- **EXERCISE DATA**
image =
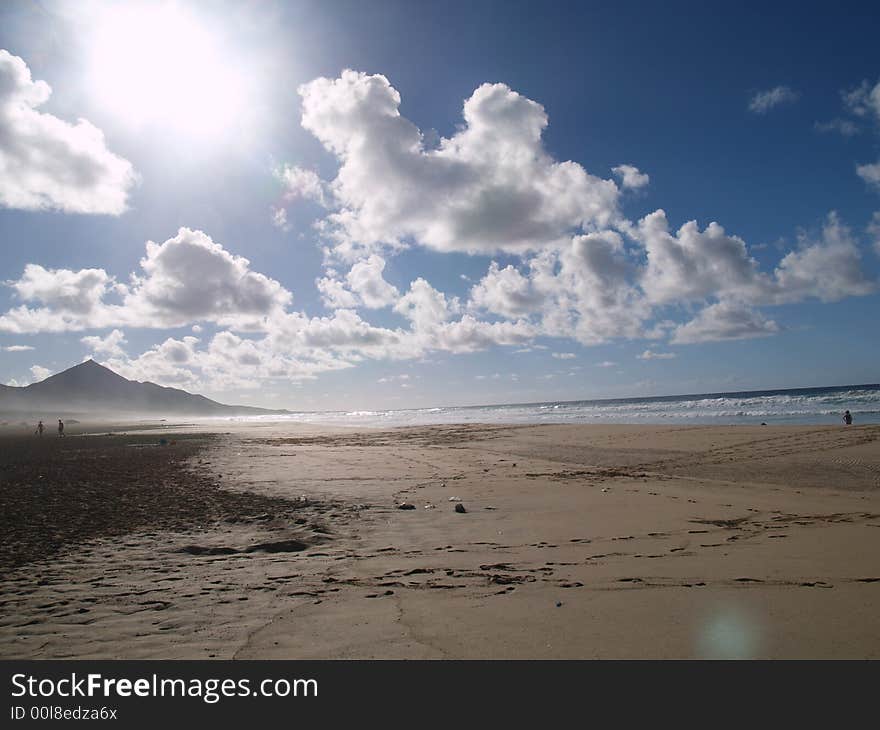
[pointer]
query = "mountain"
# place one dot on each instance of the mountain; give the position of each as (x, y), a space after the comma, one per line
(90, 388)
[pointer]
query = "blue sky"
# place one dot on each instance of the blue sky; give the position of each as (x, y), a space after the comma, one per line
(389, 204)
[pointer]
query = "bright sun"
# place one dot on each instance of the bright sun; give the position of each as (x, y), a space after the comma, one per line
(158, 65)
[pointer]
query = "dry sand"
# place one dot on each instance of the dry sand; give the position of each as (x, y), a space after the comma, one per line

==

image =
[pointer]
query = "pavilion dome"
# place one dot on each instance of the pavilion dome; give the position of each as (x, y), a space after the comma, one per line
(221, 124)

- **WHAT IS BEING ASKED**
Only the lines from the one containing "# place one dot on each instance of the bright" through the one containing "# place one dot on each instance of the dry" are to be retyped, both boundary lines included, with no other material.

- **YOUR SOLUTION**
# place one dot on each instance of the bright sun; give the position of each as (x, y), a space after the comma, one per line
(158, 65)
[pointer]
query = "dry sand"
# place one dot on each instance of the dry sand; give the position of each as (x, y), a space after the comma, one per line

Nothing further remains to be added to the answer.